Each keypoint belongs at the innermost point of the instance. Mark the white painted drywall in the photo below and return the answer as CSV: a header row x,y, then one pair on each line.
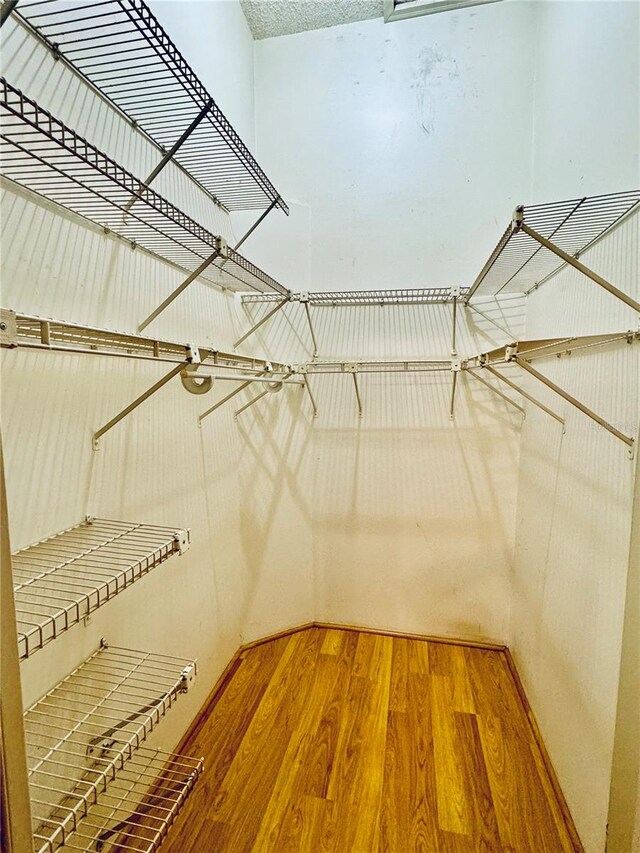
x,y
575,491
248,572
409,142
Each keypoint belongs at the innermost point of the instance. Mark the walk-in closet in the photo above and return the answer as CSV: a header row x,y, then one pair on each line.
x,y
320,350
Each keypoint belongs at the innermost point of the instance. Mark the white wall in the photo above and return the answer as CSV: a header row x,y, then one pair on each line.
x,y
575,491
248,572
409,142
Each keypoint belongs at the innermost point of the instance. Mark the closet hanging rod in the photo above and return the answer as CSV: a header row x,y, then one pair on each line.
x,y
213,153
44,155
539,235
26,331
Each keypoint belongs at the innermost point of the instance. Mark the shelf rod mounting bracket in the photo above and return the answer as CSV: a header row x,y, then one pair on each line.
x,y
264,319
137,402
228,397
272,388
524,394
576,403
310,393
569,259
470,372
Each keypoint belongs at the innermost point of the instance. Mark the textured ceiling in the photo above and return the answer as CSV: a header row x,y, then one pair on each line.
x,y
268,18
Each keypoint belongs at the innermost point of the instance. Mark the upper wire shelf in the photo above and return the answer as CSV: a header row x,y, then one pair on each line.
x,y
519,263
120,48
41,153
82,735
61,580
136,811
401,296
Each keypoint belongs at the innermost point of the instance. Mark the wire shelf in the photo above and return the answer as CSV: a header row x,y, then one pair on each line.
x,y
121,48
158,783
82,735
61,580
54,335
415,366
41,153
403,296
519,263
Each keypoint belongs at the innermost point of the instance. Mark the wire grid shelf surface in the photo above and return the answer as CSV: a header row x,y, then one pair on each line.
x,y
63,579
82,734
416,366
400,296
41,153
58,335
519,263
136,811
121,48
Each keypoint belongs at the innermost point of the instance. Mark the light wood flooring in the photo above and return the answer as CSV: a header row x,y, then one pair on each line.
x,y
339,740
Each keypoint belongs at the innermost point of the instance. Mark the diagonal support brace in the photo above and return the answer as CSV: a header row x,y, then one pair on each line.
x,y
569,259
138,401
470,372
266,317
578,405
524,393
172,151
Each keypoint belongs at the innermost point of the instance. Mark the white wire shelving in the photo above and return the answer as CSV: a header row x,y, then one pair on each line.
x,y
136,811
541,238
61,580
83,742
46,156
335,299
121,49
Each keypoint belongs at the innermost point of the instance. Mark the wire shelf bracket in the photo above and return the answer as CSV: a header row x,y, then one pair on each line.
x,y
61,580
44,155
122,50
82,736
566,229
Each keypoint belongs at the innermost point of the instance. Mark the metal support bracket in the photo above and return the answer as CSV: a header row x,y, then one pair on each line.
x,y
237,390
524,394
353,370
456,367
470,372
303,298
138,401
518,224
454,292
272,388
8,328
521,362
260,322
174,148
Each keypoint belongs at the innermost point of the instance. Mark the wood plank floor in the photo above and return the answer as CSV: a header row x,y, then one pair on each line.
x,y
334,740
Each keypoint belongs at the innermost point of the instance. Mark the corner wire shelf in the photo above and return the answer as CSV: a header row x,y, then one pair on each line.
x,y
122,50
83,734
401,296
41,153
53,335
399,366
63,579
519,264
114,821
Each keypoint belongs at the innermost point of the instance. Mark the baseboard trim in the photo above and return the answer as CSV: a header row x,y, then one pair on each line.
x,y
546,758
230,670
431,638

- **Problem requirements**: Only the lines from the one containing "wire shelf bracket" through the end of the entries above belong in the answer; repeat them exactly.

- **Result of the task**:
Each keypoint belongs at the innermost point of the instance. Mark the wire shelf bracket in the photo above and return the answer as CSV: a header row x,y, then one pair on each line.
x,y
61,580
44,155
122,50
82,736
566,229
Each keypoint belongs at the innermost point of the instance. Mark the metal support bracket in the photo above and return the answer as CSV: a header row x,y, then one pair on each line.
x,y
237,390
524,394
353,370
456,367
470,372
303,298
138,401
518,224
454,292
272,388
8,328
521,362
260,322
174,148
Each keypoint belongs at the innermost point of the instance. Mark the wood plank floor in the photo above and return the answer as CSV: a header row x,y, then one pair on each line.
x,y
334,740
Each keypoint belongs at the innermost point of the instance. Mark the corner wire shelf in the photo above and return the answer as CSV: a header row x,y, then one pair on each line.
x,y
122,50
83,734
401,296
41,153
53,335
399,366
63,579
519,264
114,821
Each keypoint belongs at the innermost point of the instance. Mark the baseboard trim in the photo above and return the answer as CSV: a header row x,y, then one pair on each line.
x,y
546,758
230,670
431,638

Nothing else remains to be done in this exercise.